§ What the exercise asks
Arrange every line of the records below as a Markdown table with the columns "Row" and "Line", numbering the rows in order and leaving out any blank lines.

start Input material

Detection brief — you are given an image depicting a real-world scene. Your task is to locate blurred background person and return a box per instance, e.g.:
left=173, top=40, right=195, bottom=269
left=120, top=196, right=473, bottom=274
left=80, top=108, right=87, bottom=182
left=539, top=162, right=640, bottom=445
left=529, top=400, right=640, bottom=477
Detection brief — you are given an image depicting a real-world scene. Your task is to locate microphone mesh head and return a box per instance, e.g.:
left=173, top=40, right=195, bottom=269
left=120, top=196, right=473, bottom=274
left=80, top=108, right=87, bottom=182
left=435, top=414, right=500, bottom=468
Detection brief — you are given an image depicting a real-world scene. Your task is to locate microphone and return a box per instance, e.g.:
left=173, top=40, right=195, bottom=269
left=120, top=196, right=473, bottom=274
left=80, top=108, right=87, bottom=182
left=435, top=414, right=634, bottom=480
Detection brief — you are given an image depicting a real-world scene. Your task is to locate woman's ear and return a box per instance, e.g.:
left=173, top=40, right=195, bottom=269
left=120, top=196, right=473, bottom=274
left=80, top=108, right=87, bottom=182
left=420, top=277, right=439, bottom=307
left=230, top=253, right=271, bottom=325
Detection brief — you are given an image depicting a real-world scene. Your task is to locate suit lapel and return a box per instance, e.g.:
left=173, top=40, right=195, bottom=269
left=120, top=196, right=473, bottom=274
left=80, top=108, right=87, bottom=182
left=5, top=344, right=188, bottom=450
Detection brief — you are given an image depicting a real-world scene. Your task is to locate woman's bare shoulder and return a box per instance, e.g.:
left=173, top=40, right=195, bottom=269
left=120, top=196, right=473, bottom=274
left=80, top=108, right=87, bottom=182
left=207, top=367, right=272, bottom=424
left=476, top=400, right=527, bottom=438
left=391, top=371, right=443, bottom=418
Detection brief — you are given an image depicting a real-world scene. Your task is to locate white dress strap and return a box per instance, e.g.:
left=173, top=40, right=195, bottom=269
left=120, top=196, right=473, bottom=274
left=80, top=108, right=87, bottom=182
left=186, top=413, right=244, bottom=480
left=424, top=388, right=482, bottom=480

end Input material

§ Exercise response
| Row | Line |
|---|---|
| 1 | Detection brief — you are given an image depicting a real-world scene. Your task is to locate blurred background person and return a box per instance, e.g.: |
| 2 | left=173, top=40, right=195, bottom=269 |
| 3 | left=120, top=196, right=473, bottom=274 |
| 4 | left=80, top=108, right=87, bottom=182 |
| 5 | left=539, top=162, right=640, bottom=445 |
| 6 | left=529, top=400, right=640, bottom=477 |
| 7 | Detection brief — you are given an image depicting a real-world scene. Your task is to locate microphone mesh head and return a box per instance, e.g.: |
| 8 | left=173, top=40, right=195, bottom=269 |
| 9 | left=120, top=196, right=473, bottom=274 |
| 10 | left=80, top=108, right=87, bottom=182 |
| 11 | left=435, top=414, right=500, bottom=468 |
| 12 | Detection brief — you are given an image depicting a real-world scene. Your task is to locate microphone and return a box per instance, e.g.: |
| 13 | left=173, top=40, right=195, bottom=269 |
| 14 | left=120, top=196, right=473, bottom=274 |
| 15 | left=80, top=108, right=87, bottom=182 |
| 16 | left=435, top=414, right=634, bottom=480 |
| 17 | Detection brief — you are given an image depicting a real-world scene. Your task is to locate woman's ear and return a box per instance, e.g.: |
| 18 | left=173, top=40, right=195, bottom=269 |
| 19 | left=120, top=196, right=473, bottom=274 |
| 20 | left=80, top=108, right=87, bottom=182 |
| 21 | left=420, top=277, right=439, bottom=307 |
| 22 | left=230, top=253, right=271, bottom=325 |
| 23 | Detection brief — you are given an image depicting a real-world scene. Your task is to locate suit lapel and return a box per instance, e.g.: |
| 24 | left=173, top=40, right=195, bottom=269 |
| 25 | left=120, top=196, right=473, bottom=274 |
| 26 | left=80, top=108, right=87, bottom=182 |
| 27 | left=5, top=344, right=188, bottom=450 |
| 28 | Detection brief — you are given an image depicting a real-world scene. Your task is to locate woman's bare shoulder and return a box per instance, e.g.: |
| 29 | left=173, top=40, right=195, bottom=269 |
| 30 | left=120, top=196, right=473, bottom=274 |
| 31 | left=80, top=108, right=87, bottom=182 |
| 32 | left=207, top=367, right=272, bottom=424 |
| 33 | left=476, top=400, right=527, bottom=438 |
| 34 | left=391, top=371, right=443, bottom=418 |
| 35 | Detection brief — you are given an image depicting a real-world scene. Your task is to locate white dress strap and return a box per instance, e.g.: |
| 36 | left=173, top=40, right=195, bottom=269 |
| 37 | left=120, top=196, right=473, bottom=274 |
| 38 | left=80, top=108, right=87, bottom=182 |
| 39 | left=186, top=413, right=244, bottom=480 |
| 40 | left=424, top=388, right=482, bottom=480 |